### DIRECTIONS
Apart from the pictures, every record here must be copied word for word.

### INPUT FOR THIS TASK
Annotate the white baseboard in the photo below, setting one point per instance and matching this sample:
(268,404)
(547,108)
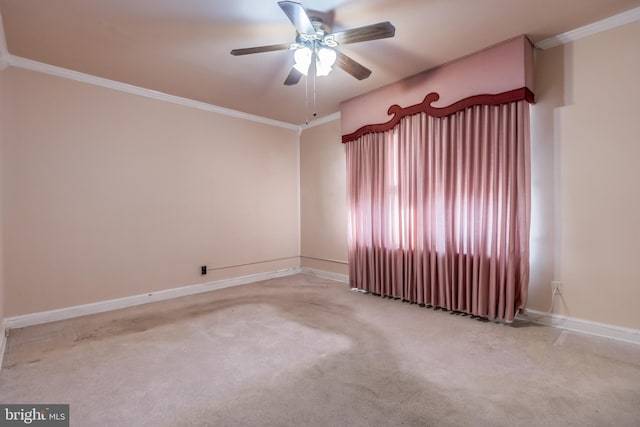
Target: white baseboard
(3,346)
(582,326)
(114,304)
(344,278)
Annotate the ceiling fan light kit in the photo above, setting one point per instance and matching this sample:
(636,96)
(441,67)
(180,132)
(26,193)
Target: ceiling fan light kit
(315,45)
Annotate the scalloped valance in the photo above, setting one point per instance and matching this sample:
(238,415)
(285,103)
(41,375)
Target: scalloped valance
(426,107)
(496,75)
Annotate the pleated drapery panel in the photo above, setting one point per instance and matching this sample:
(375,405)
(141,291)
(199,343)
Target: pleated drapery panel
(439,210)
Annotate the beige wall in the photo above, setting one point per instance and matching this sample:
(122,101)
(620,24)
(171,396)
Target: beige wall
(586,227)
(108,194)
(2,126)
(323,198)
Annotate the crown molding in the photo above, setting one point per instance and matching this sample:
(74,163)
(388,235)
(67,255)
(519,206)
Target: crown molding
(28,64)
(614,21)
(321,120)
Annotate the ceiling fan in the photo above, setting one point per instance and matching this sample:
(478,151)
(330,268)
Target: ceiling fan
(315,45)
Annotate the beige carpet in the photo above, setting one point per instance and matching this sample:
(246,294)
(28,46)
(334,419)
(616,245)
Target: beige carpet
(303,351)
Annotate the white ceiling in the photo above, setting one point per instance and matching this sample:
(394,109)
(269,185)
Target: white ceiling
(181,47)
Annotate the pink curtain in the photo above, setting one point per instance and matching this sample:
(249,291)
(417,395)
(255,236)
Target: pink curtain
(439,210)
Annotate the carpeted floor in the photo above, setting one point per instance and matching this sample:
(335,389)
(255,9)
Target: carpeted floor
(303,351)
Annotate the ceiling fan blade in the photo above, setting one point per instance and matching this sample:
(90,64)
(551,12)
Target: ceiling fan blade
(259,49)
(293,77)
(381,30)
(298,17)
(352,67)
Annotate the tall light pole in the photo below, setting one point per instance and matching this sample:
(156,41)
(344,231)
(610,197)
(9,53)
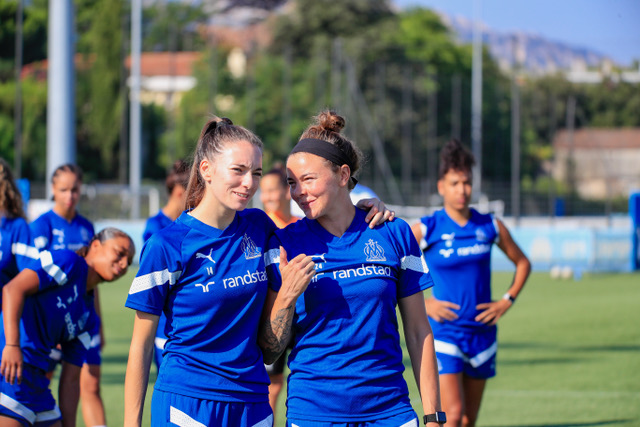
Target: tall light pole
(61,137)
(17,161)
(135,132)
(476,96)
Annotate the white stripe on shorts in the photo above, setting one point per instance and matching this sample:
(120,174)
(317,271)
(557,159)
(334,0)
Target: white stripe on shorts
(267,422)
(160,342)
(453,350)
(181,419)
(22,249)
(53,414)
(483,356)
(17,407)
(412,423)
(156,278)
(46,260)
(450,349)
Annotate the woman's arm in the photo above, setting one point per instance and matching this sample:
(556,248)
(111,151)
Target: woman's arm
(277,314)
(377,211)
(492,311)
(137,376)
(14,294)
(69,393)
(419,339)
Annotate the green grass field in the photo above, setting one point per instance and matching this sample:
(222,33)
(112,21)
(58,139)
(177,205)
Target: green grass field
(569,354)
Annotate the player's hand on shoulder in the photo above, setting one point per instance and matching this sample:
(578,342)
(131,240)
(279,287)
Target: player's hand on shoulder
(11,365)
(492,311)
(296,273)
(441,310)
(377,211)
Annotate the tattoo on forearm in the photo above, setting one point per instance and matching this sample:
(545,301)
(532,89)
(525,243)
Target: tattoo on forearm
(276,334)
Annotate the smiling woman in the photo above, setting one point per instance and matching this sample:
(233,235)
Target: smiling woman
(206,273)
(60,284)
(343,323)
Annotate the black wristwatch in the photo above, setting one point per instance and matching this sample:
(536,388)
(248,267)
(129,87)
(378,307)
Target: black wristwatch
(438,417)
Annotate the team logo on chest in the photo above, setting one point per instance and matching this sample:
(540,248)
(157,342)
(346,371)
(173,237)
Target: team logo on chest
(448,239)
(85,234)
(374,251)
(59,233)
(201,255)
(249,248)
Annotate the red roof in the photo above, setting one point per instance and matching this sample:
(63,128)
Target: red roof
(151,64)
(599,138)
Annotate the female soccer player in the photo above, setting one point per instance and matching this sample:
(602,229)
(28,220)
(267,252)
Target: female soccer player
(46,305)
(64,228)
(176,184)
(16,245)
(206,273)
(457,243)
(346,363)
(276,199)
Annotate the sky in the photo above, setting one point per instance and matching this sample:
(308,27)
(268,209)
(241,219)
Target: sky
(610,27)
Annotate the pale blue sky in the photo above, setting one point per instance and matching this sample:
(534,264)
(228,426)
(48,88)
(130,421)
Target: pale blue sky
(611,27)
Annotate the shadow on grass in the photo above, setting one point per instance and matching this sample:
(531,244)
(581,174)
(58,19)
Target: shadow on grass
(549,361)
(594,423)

### RESPONSE BELOW
Annotate the white baseboard in the photo below, setting one point per instance and matching this sample:
(268,404)
(547,108)
Target: white baseboard
(3,346)
(582,326)
(114,304)
(344,278)
Annotate the ceiling fan light kit in the photo above, setting one point per instance and matching this sample:
(636,96)
(441,67)
(180,132)
(26,193)
Target: ceiling fan light kit
(315,45)
Annotate the scalloped valance in the photo above, setting one point per instance and matching this sample:
(238,415)
(285,103)
(41,375)
Target: scalloped valance
(426,107)
(496,75)
Annotate the pleated drapery panel in the photo above, setting one point per instance and matching this sample:
(375,405)
(141,291)
(199,343)
Target: pleated drapery panel
(439,210)
Annotate the beige wall in the photo above, setting one point per instance and matching this sample:
(122,101)
(620,24)
(171,396)
Target: beige wall
(586,227)
(108,194)
(2,126)
(323,198)
Annotate the crown molding in the photo above, setting one point per instance and matching this sample:
(74,163)
(388,235)
(67,255)
(519,206)
Target: crown molding
(28,64)
(614,21)
(321,120)
Annotate the ceiling fan in the photo above, setting one point per instance and matching this sample:
(478,151)
(330,268)
Target: ceiling fan
(315,45)
Annotate the beige carpet in the photo above, setting one point per instance and matching this sample:
(246,294)
(28,46)
(334,419)
(616,245)
Target: beige carpet
(303,351)
Annotate the white ceiling in the photo above, setting one point per instance and matching this sample:
(394,109)
(269,185)
Target: white ceiling
(181,47)
Annotate the pink curtain in the photo above, setting one point per instance and matching this sample:
(249,291)
(417,395)
(255,236)
Target: pink curtain
(439,210)
Annotate the carpeted floor in the photo above, setting one point per instance and matching this sample:
(335,389)
(255,9)
Target: carpeted floor
(303,351)
Annotate the ceiling fan blade in the photo above, setting one point per instance and matching this sample:
(90,64)
(551,12)
Target: ceiling fan blade
(259,49)
(293,77)
(381,30)
(298,17)
(352,67)
Annotate the tall light pole in the photo below, setting one point per instance and matching this sample:
(156,41)
(344,231)
(610,197)
(9,53)
Target: tall light pole
(61,137)
(17,161)
(135,132)
(476,96)
Annotate the white stripe on shorts in the photo above, setting one point per instance and matching this sample:
(120,174)
(317,271)
(557,159)
(334,0)
Target: white stripe on shorts
(267,422)
(160,342)
(453,350)
(181,419)
(22,249)
(53,414)
(483,356)
(17,407)
(412,423)
(156,278)
(46,260)
(450,349)
Annotate the woman's arm in the photo above, setting one point per instance and matching this sample:
(556,248)
(111,151)
Target: woman's arm
(277,314)
(377,211)
(492,311)
(137,376)
(14,294)
(69,393)
(419,339)
Annotate the green grass field in the photo above, setting one point per instance and matching this sample:
(222,33)
(112,21)
(58,139)
(177,205)
Target: green grass field
(569,354)
Annotate the player's hand on shoulder in the photo above, setting one point per instance and matching this sample:
(578,342)
(131,240)
(279,287)
Target: player's hand on shoulder
(11,365)
(492,311)
(296,273)
(441,310)
(377,211)
Annotate the tattoo on forearm in the photo above, setting one point per instance and matching this sample:
(545,301)
(532,89)
(525,243)
Target: tattoo on forearm
(276,334)
Annotate the smiling woman in the photo above, setting one point per instance and matching this sample:
(233,235)
Target: smiling woman
(206,273)
(60,284)
(343,323)
Annotate the black wristwatch in the photo above, setting one point per instance and matching this sample:
(536,388)
(248,267)
(129,87)
(378,307)
Target: black wristwatch
(438,417)
Annotate the team logo on chest in the photo above, setting one point per instance and matching this sample:
(540,248)
(157,342)
(346,371)
(173,237)
Target: team logo on chest
(448,239)
(85,234)
(374,251)
(59,233)
(201,255)
(249,248)
Annotate the red roof in the photo above, setting one point per instance and matching this sample:
(63,128)
Target: red roof
(151,64)
(599,138)
Annotate the female soccer player in the photo above, setting one point per instance and matching this sample:
(602,229)
(28,220)
(267,252)
Target: female soccer player
(46,305)
(64,228)
(176,184)
(16,245)
(206,273)
(457,243)
(346,363)
(276,199)
Annotate the sky in the photo above, setting one point per instance and matching this sample:
(308,27)
(268,209)
(241,219)
Target: sky
(610,27)
Annotate the pale blue sky in the photo above, setting one point per instance and matching this sample:
(534,264)
(228,426)
(48,88)
(130,421)
Target: pale blue sky
(611,27)
Annotate the shadow on grass in the photo above, setting one point per instance and matching this sample:
(531,244)
(581,174)
(58,19)
Target: shadow on grass
(549,361)
(594,423)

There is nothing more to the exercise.